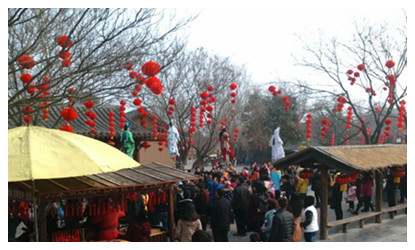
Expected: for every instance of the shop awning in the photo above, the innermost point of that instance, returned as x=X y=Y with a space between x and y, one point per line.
x=348 y=158
x=148 y=175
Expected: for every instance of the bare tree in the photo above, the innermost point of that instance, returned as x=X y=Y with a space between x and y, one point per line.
x=102 y=41
x=187 y=77
x=372 y=47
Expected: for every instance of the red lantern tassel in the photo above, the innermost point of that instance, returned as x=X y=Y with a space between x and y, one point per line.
x=122 y=203
x=53 y=211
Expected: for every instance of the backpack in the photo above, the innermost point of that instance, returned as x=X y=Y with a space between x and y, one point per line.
x=262 y=204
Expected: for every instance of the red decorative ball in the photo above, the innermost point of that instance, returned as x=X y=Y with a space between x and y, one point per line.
x=89 y=104
x=150 y=68
x=63 y=41
x=233 y=86
x=26 y=77
x=66 y=63
x=172 y=101
x=67 y=128
x=361 y=67
x=26 y=62
x=69 y=114
x=64 y=55
x=390 y=64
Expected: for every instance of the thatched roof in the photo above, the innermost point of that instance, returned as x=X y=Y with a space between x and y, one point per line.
x=349 y=158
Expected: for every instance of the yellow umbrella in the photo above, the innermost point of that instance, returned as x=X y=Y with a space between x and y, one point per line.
x=41 y=153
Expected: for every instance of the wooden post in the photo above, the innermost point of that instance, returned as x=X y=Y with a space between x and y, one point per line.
x=324 y=201
x=42 y=222
x=378 y=202
x=171 y=215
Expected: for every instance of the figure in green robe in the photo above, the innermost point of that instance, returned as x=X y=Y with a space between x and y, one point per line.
x=127 y=140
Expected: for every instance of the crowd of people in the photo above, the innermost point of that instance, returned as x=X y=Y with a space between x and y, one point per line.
x=269 y=204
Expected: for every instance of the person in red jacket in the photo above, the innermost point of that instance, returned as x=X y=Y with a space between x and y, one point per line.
x=139 y=229
x=108 y=224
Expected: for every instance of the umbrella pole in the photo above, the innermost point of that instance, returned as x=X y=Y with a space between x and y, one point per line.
x=35 y=212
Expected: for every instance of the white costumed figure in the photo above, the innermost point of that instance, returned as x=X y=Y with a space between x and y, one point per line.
x=173 y=138
x=277 y=151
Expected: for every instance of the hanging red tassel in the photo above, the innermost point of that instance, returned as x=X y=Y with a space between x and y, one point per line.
x=52 y=211
x=122 y=203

▬▬▬▬▬▬

Exercise task: Can you arrange the listing above as a two-column CSV headed text and coordinates, with one row for each "Expected:" line and the points under it, putting each in its own quoted field with line breaks turned into spaces? Cover the whole listing and leave the pictures out.

Answer:
text,coordinates
"Expected: for every instance of the shop awning in the photo above, the innermost point of that instance, returned as x=X y=Y with a space between x and y, one point per line.","x=348 y=158 x=148 y=175"
"Expected: for every instance of the bare tree in the photo above, the innermost point of that instance, returned as x=X y=Y with a space between x and y, one point per line.","x=102 y=41 x=187 y=77 x=372 y=47"
"Expected: for every instance of the red lantern tassel in the photo above, the innermost point of that instance, returned as x=X y=Y with a space between x and y, one point per line.","x=122 y=203 x=53 y=211"
"Expected: for every instance of the backpack in the photo above, the innermost point of that instance, returned as x=X y=Y with a space between x and y, one point per line.","x=262 y=204"
"Expected: for every instance of the red decorative ball in the photo above, the innermost point of that instance, returned as x=X y=Y with a space between x and y, one point per line.","x=89 y=104 x=150 y=68 x=63 y=41 x=233 y=86 x=26 y=77 x=66 y=63 x=172 y=101 x=67 y=128 x=361 y=67 x=26 y=62 x=69 y=114 x=64 y=55 x=390 y=64"
"Expected: for every instance of the thatched roof in the photo above, the innermost point of that instance, returned as x=X y=Y with a space between x and y, one point per line.","x=349 y=158"
"Expected: for every instance of the yellow umbrella in the photo above, the innermost point of that instance, returned as x=X y=Y with a space between x and y, one point per line.","x=41 y=153"
"Expected: for every instance of the wooden post in the photo above, the innermost point of that instance, returned as x=X y=Y with a space between x and y, one point per line.","x=324 y=201 x=42 y=222 x=378 y=202 x=171 y=215"
"Expected: for every instance of the figure in green robe in the photo above, the innermost point of that instance, returned as x=X y=Y with a space between x and y, one point per line.","x=127 y=140"
"Expected: for every instance of the crowd of people in the photo above, the innermost point of that instance, returned as x=X y=Y with a space between x and y, one point per line.","x=269 y=204"
"Expected: for every instance of the person in red jacket in the photo above, the innermost point of that instance, returned as x=X y=Y with a space between x and y, one point per line.","x=139 y=229 x=108 y=224"
"Expected: for every instance of the umbrella pole in the photo above, the innermost point of that instance, returned as x=X y=Y with a space between x and y, one point per line.","x=35 y=212"
"Expected: for every instance of the white costumed figure in the photo above, the innermost point of that instance, returned as x=X y=Y with a space between x and y, one point per line.","x=173 y=138 x=277 y=151"
"Expected: for every instance of the hanging red tassel in the photo above, the innermost point of that instance, returned as x=X y=Y with a space between x and y, one point per line.","x=52 y=211 x=122 y=203"